* [Source data]:
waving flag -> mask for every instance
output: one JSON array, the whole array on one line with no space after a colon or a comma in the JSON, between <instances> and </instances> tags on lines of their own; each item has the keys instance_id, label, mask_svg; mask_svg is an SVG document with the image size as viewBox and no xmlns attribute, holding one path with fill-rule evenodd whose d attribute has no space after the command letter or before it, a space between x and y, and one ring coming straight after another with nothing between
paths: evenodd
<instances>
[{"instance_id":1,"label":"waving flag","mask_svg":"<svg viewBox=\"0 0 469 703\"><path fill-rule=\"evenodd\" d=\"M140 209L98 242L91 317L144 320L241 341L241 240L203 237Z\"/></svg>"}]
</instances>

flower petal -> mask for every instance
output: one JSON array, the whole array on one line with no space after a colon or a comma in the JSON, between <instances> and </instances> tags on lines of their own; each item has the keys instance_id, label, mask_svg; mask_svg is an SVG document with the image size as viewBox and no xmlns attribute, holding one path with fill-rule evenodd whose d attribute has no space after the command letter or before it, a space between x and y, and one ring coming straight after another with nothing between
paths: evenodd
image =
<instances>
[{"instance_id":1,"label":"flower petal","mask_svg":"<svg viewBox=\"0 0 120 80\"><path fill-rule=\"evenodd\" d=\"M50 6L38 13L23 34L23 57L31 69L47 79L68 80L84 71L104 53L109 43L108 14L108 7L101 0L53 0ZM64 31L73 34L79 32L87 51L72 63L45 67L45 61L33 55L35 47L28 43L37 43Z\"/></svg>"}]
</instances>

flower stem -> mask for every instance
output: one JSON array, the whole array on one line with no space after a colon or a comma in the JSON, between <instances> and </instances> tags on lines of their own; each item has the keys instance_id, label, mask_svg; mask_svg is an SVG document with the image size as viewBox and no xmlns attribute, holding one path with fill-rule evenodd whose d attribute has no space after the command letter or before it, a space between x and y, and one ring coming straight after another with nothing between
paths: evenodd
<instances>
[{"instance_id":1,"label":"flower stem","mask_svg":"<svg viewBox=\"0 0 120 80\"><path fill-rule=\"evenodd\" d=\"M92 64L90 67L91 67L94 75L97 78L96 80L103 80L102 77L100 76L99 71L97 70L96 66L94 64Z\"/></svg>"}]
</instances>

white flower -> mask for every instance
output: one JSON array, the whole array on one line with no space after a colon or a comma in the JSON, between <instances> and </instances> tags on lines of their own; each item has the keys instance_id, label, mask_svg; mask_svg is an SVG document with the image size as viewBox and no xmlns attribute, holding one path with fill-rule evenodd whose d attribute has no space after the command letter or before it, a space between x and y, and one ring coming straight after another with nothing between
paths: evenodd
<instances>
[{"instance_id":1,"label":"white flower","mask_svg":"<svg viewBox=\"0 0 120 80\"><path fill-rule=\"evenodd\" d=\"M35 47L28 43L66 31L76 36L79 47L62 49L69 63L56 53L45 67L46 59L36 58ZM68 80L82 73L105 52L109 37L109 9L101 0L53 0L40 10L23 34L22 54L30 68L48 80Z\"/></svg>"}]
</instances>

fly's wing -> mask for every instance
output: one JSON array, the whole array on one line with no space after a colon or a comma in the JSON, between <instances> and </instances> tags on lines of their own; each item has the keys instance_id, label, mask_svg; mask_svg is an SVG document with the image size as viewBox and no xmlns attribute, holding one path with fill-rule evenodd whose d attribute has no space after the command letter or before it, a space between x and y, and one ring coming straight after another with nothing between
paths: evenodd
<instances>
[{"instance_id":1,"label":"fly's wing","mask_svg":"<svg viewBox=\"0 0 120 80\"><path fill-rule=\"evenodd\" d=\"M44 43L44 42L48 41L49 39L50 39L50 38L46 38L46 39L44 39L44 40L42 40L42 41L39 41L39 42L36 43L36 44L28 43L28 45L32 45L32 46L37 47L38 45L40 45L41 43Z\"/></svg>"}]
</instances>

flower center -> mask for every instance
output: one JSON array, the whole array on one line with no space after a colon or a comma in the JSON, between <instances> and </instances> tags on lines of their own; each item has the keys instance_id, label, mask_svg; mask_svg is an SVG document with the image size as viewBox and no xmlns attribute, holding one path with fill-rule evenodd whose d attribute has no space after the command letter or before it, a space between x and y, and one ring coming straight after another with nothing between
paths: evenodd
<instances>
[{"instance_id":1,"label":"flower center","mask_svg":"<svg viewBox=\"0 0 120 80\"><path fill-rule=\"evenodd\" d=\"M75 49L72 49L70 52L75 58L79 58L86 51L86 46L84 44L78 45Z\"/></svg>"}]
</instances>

* [Required work]:
Extract every line from the entries above that contains the word "waving", copying each line unchanged.

* [Answer for this exercise]:
waving flag -> mask for every instance
[{"instance_id":1,"label":"waving flag","mask_svg":"<svg viewBox=\"0 0 469 703\"><path fill-rule=\"evenodd\" d=\"M140 209L98 242L91 317L144 320L241 341L241 240L203 237Z\"/></svg>"}]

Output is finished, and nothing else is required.